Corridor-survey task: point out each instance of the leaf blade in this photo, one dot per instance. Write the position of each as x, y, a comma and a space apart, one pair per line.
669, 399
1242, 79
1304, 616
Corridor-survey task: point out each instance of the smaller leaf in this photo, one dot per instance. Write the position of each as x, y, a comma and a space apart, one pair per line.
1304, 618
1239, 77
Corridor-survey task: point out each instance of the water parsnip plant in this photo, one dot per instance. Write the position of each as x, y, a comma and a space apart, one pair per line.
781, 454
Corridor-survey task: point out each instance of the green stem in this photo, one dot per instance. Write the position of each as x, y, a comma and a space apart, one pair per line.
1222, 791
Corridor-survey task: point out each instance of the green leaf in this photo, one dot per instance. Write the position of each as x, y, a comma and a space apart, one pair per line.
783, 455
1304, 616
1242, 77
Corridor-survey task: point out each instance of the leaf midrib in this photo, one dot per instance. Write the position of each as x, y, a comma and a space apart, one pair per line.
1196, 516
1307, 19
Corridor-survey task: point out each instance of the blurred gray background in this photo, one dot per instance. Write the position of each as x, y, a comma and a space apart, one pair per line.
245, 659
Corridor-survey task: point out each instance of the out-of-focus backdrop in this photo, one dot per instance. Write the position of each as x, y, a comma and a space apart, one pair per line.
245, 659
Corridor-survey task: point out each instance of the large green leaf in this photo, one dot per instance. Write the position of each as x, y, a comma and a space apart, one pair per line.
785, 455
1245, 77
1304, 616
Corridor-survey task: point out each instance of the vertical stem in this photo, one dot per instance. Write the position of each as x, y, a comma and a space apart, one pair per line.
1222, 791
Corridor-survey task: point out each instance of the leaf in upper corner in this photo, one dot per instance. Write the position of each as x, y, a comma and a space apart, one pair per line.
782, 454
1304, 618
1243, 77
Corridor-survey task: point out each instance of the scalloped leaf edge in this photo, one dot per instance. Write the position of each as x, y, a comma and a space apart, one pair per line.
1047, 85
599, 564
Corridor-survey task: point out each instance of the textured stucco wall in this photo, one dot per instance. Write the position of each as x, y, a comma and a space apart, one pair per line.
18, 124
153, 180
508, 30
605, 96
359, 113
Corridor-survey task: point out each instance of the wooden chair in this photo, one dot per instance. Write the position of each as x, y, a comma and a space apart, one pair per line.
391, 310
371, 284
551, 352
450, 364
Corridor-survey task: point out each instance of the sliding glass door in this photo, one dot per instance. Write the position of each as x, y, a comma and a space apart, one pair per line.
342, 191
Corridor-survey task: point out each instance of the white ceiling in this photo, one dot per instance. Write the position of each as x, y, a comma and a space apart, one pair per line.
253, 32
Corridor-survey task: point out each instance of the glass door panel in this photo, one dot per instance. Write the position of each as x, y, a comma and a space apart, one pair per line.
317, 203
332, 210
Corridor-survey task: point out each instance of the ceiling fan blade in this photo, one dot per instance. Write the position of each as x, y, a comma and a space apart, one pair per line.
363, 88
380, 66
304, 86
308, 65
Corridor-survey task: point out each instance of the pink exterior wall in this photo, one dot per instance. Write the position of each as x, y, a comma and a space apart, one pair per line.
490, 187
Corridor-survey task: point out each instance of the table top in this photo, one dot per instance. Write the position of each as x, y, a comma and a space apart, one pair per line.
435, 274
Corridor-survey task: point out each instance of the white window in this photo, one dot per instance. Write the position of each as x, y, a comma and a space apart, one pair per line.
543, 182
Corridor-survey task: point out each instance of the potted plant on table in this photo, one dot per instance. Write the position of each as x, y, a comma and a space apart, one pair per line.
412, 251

> _What you will do_: Every record must appear in the answer exactly as it appears above.

> _Output for this exercise_:
Corridor-survey task: point out each instance of the leaf blade in this photo, one dot per instance. Write the position of each as x, y, a comma and a space apart, one pair per line.
669, 399
1242, 79
1304, 616
Corridor-survey task: point out each instance of the smaller leaf in this photo, one dot per instance. Write the position of each as x, y, a comma and a space apart, one pair per line.
1304, 618
1239, 77
Corridor-survey task: point out each instance of the water parsnip plant in this photo, one dot per instance. Write the position of each as x, y, a comma and a space apart, one pair per line.
781, 454
Corridor-survey task: point out each instance of the green stem in this photo, one dot per instance. Write the position of each as x, y, a comma and a space apart, one pair per line.
1222, 791
Corridor-survey task: point out each instance of the green leaf in this photo, one dot per instance. Write the position of each as x, y, a comma and a space apart, one pair per line.
783, 455
1304, 616
1242, 77
Corridor-survey task: point out each instance of the leaf midrib in this photo, one dot per instance. Write the position of each as x, y, a comma and a space apart, one pair per line.
1196, 516
1307, 19
Corridor-survey task: point out each instance of the blurred gray background in this photo, one dot per instance. Write the position of each as x, y, a comma and a space apart, one pair per line.
245, 659
Corridor-survey task: point out each instance of the out-of-focus backdrop in this photo, one dot per instance. Write the position of each as x, y, a comma and a space apart, one pair per line.
245, 659
Corridor-survey task: point out each instance of the large green leaf in this photo, one dot per instance. Write the position of each as x, y, a comma and a space apart, one pair per line.
785, 455
1245, 77
1304, 616
Corridor-survey task: point out each instance of the vertical stem in this photo, one dot per instance. Write the position of each as x, y, a comma and a space apart, one pair per line.
1222, 791
Corridor-survey task: point out each instance of the leaf in upper corner in this photo, one dot per instance. Write the position of each as x, y, a comma and a space apart, one pair per line.
782, 454
1304, 618
1243, 77
Corridor-survey task: point out each instance of the scalloped leaf edge in this photo, one dot per instance. Write the position of each as x, y, a comma and a space apart, one pair per line.
1047, 85
599, 564
Corridor-survey task: point out each instance of the textured stucco wall in this photo, one dot per instance. Write the position of each as x, y, a comma and a space apart, one pair per line.
18, 124
153, 180
508, 30
605, 96
359, 113
Corridor-survey task: point out each instance of the wooden chair in this photo, one dot per instance. Write the position of each as x, y, a comma and a space apart, one pair per line.
391, 310
371, 284
551, 352
450, 364
Corridor-survey task: point out each instance of the sliding glass door in this photo, one dot per instance. Write the position of each as x, y, a comma and a space apart, one pair per line.
342, 191
Corridor-survey task: point out each instance of the white ceiling in this photo, one dot per instance. Write the position of each as x, y, a comma and a space apart, one pair per line.
253, 32
Corridor-survey task: point out each instance of the glass door panel in this photo, one dot per instance. Write the position of each as x, y, a comma and a space apart, one pair per line.
317, 203
332, 210
Corridor-survey task: point out each instance of the ceiling fan blade in this photo, one dot per instance. Write the position of each as x, y, a comma and a space apart, one pair per line.
363, 88
380, 66
304, 86
308, 65
Corridor-survey task: point out each instance of the pink exterior wall in this photo, one dot per instance. Write the position of each as x, y, a comma and a space apart, one pair per line.
490, 187
Corridor-survey task: point out each instance of the table top in this photo, one dot per instance. Write the position of each as x, y, a comma and a space apart, one pair per line.
435, 274
Corridor-survey task: point out each instance of the white window in this photo, one dot per instance. Write the position of each as x, y, a comma and a space apart, one pair per line.
543, 182
Corridor-survey task: point out each instance of the potted plant on table in this photo, one dot per instance. Write the position of each as x, y, a comma and a space apart, one pair per line.
412, 251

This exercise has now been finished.